Page extract:
So one of our readers asked us this question the other day: Why do we see black spots after looking into a bright light?
ANSWER
The spots aren’t, strictly speaking, “black”, they are “no signal” areas. Sight is basically a chemical reaction. The rods and cones of your eyes produce dyes. (See “Rhodopsin” and/or “visual purple”) These dyes are how your eyes see.
Photons come in, intersect, and change these dyes. This is what produces the initial chemical stimulus that becomes the nerve impulse response to light. The photon(s) intersecting with the dyes “uses up” the dye. Your body is constantly making new dye and cleaning up the used-up dye.
When you look at a bright light it uses up a lot of dye. Then those rods and cones don’t have enough to really generate a good signal.
Similarly, if you’ve been in darkness for a while, you’ve got a lot of dye built up and you can see really well in the very dim light. Further the very dim light uses up very little dye and so you continue to see well in the dimness.

Collected data entries
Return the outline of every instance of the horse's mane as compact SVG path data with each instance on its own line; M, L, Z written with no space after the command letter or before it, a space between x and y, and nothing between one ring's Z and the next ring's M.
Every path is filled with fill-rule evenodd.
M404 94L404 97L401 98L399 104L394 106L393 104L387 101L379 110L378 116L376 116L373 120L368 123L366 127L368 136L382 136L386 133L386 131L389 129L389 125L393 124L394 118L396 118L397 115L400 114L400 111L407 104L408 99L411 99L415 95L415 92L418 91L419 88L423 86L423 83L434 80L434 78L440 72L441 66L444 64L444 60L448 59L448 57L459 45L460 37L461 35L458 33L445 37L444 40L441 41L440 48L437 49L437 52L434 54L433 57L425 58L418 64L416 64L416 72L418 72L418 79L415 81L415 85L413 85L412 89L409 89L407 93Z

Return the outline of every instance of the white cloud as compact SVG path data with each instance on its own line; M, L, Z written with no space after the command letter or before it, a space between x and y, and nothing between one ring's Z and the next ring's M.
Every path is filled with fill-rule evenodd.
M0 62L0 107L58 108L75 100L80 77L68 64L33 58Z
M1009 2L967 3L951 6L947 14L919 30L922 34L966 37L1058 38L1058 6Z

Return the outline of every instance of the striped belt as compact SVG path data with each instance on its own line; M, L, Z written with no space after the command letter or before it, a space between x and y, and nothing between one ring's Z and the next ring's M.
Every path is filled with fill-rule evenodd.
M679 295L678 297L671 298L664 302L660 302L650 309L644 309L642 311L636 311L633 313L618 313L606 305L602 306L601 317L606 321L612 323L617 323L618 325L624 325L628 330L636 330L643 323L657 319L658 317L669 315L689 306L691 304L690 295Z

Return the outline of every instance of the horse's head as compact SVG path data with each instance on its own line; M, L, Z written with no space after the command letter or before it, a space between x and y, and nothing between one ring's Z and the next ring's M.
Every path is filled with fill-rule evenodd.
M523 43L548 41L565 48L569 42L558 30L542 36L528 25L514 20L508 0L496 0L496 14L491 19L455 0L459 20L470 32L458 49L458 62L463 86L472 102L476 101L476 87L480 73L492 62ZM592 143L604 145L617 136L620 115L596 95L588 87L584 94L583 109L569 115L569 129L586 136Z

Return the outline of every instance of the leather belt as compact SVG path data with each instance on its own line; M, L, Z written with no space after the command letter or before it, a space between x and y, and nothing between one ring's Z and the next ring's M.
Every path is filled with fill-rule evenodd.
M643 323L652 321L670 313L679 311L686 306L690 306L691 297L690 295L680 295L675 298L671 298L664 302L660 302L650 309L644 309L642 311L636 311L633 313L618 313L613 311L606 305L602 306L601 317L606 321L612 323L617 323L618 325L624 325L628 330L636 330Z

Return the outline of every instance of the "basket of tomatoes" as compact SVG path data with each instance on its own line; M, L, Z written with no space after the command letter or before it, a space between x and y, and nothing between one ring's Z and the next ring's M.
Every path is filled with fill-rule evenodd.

Problem description: Return the passage from the text on seeing spots after bright light, starting at "Similarly, if you’ve" and ending at "in the dimness.".

Solution to this exercise:
Similarly, if you’ve been in darkness for a while, you’ve got a lot of dye built up and you can see really well in the very dim light. Further the very dim light uses up very little dye and so you continue to see well in the dimness.